#### [CHALLENGES]
[A] Answer these questions about the text on DTI price monitoring:
(i) According to Lopez, how many manufactured basic necessities fall under the Price Act?
(ii) How many of the 235 monitored SKUs increased their prices on the recent SRP list?
(iii) Of the SKUs that adjusted in price, how many went up by less than P1?
[B] Extend the text on DTI price monitoring, starting after its final sentence.

#### [TEXT]
[start]

Department of Trade and Industry Sec. Ramon M. Lopez made the statement in relation to the setting of prices of goods in the market.

“For basic necessities and prime commodities (BNPC), however, DTI’s role is to help temper any price increase to protect the consumers, noting that there are only nine manufactured basic necessities and 12 prime commodity items under the Price Act. The government closely monitors their prices as mandated by law and negotiates with manufacturers on the most reasonable price adjustments based on production cost movements.

DTI studies the justifications based on the most reasonable cost to consumers while ensuring a fair return of investment for business. After negotiation, DTI finalizes and publishes the SRPs and closely monitors retail trade for compliance,” he added.

The DTI recently released the latest SRP list of BNPCs for the guidance and information of consumers and retailers.

“The recent SRP list showed that only 26 out of 235 Shelf Keeping Units (SKUs) have increased their prices, which is only 11 percent of the total SKUs that we monitor.

The remaining 209 SKUs or 89 percent of the total products listed in the SRP bulletin did not increase. Seventeen out of the 26 SKUs (65 percent) that adjusted in prices have less than P1 increase,” said Lopez.

[end]

#### [Position identification records]
[start]

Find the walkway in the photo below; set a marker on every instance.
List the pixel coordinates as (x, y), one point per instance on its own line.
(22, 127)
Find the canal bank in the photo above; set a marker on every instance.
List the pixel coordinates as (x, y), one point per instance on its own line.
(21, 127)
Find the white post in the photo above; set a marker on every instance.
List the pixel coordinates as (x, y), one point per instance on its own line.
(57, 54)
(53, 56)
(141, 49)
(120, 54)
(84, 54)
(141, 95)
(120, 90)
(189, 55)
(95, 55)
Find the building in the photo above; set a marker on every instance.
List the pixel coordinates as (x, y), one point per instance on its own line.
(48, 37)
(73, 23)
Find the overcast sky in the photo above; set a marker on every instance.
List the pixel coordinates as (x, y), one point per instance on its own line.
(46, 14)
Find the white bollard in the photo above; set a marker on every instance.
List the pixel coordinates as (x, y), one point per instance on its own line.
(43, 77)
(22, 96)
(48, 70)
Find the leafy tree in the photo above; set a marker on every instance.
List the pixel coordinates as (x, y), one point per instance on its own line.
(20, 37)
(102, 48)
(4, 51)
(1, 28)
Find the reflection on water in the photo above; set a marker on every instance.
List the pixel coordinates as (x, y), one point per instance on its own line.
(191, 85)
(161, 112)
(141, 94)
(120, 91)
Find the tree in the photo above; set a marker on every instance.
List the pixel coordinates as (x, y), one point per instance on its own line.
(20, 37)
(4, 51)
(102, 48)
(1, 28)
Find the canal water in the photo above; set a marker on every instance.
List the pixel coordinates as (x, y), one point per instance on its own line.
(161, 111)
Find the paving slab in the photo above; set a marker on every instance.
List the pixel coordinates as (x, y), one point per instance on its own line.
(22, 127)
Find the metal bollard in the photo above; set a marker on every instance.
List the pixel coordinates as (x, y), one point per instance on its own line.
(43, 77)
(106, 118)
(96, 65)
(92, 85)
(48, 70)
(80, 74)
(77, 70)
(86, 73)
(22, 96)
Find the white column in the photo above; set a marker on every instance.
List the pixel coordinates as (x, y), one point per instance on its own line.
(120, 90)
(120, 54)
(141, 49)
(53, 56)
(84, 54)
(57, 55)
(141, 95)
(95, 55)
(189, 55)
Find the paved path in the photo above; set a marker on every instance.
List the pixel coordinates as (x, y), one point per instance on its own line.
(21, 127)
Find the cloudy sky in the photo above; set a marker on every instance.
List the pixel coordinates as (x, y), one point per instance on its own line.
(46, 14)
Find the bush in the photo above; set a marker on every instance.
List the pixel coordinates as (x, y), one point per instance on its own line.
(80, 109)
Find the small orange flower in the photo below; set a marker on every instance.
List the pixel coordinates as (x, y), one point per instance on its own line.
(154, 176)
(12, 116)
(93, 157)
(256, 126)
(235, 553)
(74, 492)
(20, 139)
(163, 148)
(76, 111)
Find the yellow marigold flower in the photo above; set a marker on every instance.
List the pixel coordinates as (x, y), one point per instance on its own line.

[end]

#### [PER-TASK ANSWERS]
[A]
(i) Nine
(ii) 26
(iii) Seventeen

[B]
He said business principles dictate that companies do not necessarily increase their prices easily as they are also afraid of losing patronage to competition. As much as possible, manufacturers absorb rising production costs to keep their loyal customers.

For canned sardines, its major raw material, tamban (herring), is now priced at P32 to P34 per kilo.

Prices of wheat flour, carton, wrappers, and seasoning have also increased and affected the prices of instant noodles.

Raw and imported vinegar, and fish extract pushed upward the prices of condiments while warehousing and logistics affected cost of toilet soap.

The DTI noted that there was even a delayed price increase for some of these SKUs due to the three-month hold off that manufacturers accommodated last year to mitigate the effects of rising inflation on food prices. If these price adjustment requests are held off again, the DTI says this may result to bigger price increases, business closure and job losses in the future.

Nevertheless, consumers still get to choose among cheaper variants since majority of the SKUs in the SRP list did not increase their prices. Commodities such as processed milk, coffee refill, coffee 3-in-1, bread, detergent/laundry soap, candles, canned meat, and batteries all retained their previous SRPs.

The DTI vows to continue its intensified monitoring and enforcement efforts to ensure the reasonableness of prices and adequacy of supply of basic and prime goods in the market.

Consumers are advised to refer to the SRP list in doing their purchases and to report to the DTI any deviation from the published prices that are observed in groceries and supermarkets. Reports may be coursed through the DTI Hotline 1-384 (1-DTI) or email, consumercare@dti.gov.ph.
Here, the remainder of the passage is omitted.